Render the lines below as a two-column CSV with the headers input and output, one row per block: the block's wording goes under input and its answer under output, each in one quoted field with line breaks turned into spaces. Leave the pictures out.

Records from a collection:
────────

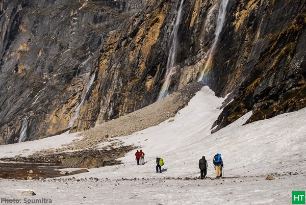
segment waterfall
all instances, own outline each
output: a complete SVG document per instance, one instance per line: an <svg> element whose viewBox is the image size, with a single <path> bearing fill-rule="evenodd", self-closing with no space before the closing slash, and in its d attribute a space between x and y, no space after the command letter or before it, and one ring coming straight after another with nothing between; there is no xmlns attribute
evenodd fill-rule
<svg viewBox="0 0 306 205"><path fill-rule="evenodd" d="M26 140L27 138L27 129L28 129L28 124L29 123L29 117L27 117L23 119L22 125L21 125L21 130L19 134L19 139L18 143L22 142Z"/></svg>
<svg viewBox="0 0 306 205"><path fill-rule="evenodd" d="M103 40L103 38L102 38L102 40ZM89 52L89 54L91 54L91 52ZM80 67L82 65L85 65L87 63L88 61L91 59L92 57L92 56L89 56L89 57L87 59L86 59L85 61L81 63L80 64L80 65L79 65L79 67L78 67L78 69L76 70L76 73L75 74L75 77L78 76L78 73L79 72L79 70L80 69Z"/></svg>
<svg viewBox="0 0 306 205"><path fill-rule="evenodd" d="M93 73L93 74L92 74L92 75L91 75L91 77L90 78L90 79L89 80L89 81L88 81L87 82L87 84L86 85L86 89L85 90L85 92L83 95L83 96L82 97L82 99L81 101L81 103L79 105L79 106L78 106L78 107L76 107L76 109L75 109L75 112L74 112L74 115L73 115L73 117L72 117L72 118L70 119L70 121L69 122L69 127L71 127L73 125L73 123L74 122L74 121L76 119L76 118L79 116L79 114L80 113L80 111L81 110L81 108L82 107L82 106L83 105L83 104L85 102L85 100L86 99L86 96L87 95L87 93L88 93L88 91L89 91L90 87L91 87L91 85L92 85L92 83L93 83L94 78L95 78L96 71L96 70L95 70L95 71Z"/></svg>
<svg viewBox="0 0 306 205"><path fill-rule="evenodd" d="M201 71L200 76L198 79L198 81L201 81L204 75L209 71L211 68L212 63L213 62L213 56L216 49L217 42L219 39L219 36L222 31L223 24L225 20L225 15L226 11L226 6L229 0L221 0L219 7L219 14L218 14L218 19L217 20L217 25L216 27L216 31L215 32L215 38L213 41L212 47L209 49L208 53L208 58L206 64L204 66L204 68Z"/></svg>
<svg viewBox="0 0 306 205"><path fill-rule="evenodd" d="M165 77L165 82L162 86L162 89L158 97L158 100L164 98L168 94L168 89L169 88L170 82L171 82L171 77L172 75L174 73L174 63L175 62L175 55L176 54L177 31L178 30L181 16L182 15L182 10L184 1L184 0L182 0L181 1L181 5L180 5L180 8L177 11L176 19L175 20L175 24L173 27L173 30L171 34L172 42L171 47L169 51L169 56L168 57L168 61L167 61L167 65L166 67L167 71L166 72L166 76Z"/></svg>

────────

> [Correct answer]:
input,output
"segment waterfall all instances, own outline each output: a complete SVG document per instance, one instance per line: an <svg> element whose viewBox is the image size, with a single <path> bearing fill-rule=""evenodd"", self-closing with no space before the closing slash, and in its d attribute a space between x and y, no space after the command letter or before it, and one ring coming straight after another with nothing between; there is no xmlns attribute evenodd fill-rule","<svg viewBox=""0 0 306 205""><path fill-rule=""evenodd"" d=""M26 140L27 138L27 129L28 129L28 124L29 123L29 117L27 117L23 119L22 125L21 125L21 130L19 134L19 139L18 143L22 142Z""/></svg> <svg viewBox=""0 0 306 205""><path fill-rule=""evenodd"" d=""M103 40L103 38L102 38L102 40ZM89 52L89 54L91 54L91 52ZM80 67L82 65L85 65L87 63L88 61L91 59L92 57L92 56L89 56L89 57L87 59L86 59L85 61L81 63L80 64L80 65L79 65L79 67L78 67L78 69L76 70L76 73L75 74L75 77L78 76L78 73L79 72L79 70L80 69Z""/></svg> <svg viewBox=""0 0 306 205""><path fill-rule=""evenodd"" d=""M93 73L93 74L92 74L92 75L91 75L91 77L90 78L90 79L89 80L89 81L88 81L87 82L87 84L86 85L86 89L85 90L85 92L83 95L83 96L82 97L82 99L81 101L81 103L79 105L79 106L78 106L78 107L76 107L76 109L75 109L75 112L74 112L74 115L73 115L73 117L72 117L72 118L70 119L70 121L69 122L69 127L71 127L73 125L73 123L74 122L74 121L76 119L76 118L79 116L79 114L80 113L80 111L81 110L81 108L82 107L82 106L83 105L83 104L85 102L85 100L86 99L86 96L87 95L87 93L88 93L88 91L89 91L90 87L91 87L91 85L92 85L92 83L93 83L94 78L95 78L96 71L96 70L95 70L95 71Z""/></svg> <svg viewBox=""0 0 306 205""><path fill-rule=""evenodd"" d=""M201 71L200 76L198 79L198 81L201 81L204 75L209 71L211 68L212 63L213 62L213 56L216 49L217 42L219 39L219 36L222 31L223 24L225 20L225 15L226 11L226 6L229 0L221 0L219 7L219 14L218 14L218 19L217 20L217 25L216 27L216 31L215 32L215 38L213 41L212 47L209 49L208 53L208 58L206 64L204 66L204 68Z""/></svg> <svg viewBox=""0 0 306 205""><path fill-rule=""evenodd"" d=""M165 77L165 82L162 86L162 89L158 97L158 100L164 98L168 94L168 89L169 88L170 82L171 82L171 77L172 75L174 73L174 63L175 62L175 55L176 54L177 31L178 30L181 16L182 15L182 10L184 1L184 0L182 0L181 1L181 5L180 5L180 8L177 11L176 19L175 20L175 24L173 27L173 30L171 34L172 42L171 47L169 51L169 56L168 57L168 61L167 61L167 65L166 67L167 71L166 72L166 76Z""/></svg>"